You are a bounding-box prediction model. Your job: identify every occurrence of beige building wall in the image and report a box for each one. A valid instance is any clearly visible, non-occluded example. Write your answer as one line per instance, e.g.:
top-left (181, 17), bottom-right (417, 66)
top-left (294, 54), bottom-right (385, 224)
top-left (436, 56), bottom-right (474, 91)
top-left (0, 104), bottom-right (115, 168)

▶ [Problem description]: Please retype all of the data above exactly as it appears.

▶ [Exercise result]:
You are a bounding-box prediction model. Your job: identify every occurrence of beige building wall in the image and report a box for each one. A valid instance is any clearly visible, non-occluded example. Write your answer as one line per instance, e.g.:
top-left (181, 17), bottom-right (417, 66)
top-left (294, 54), bottom-right (385, 224)
top-left (436, 56), bottom-right (474, 91)
top-left (0, 104), bottom-right (115, 168)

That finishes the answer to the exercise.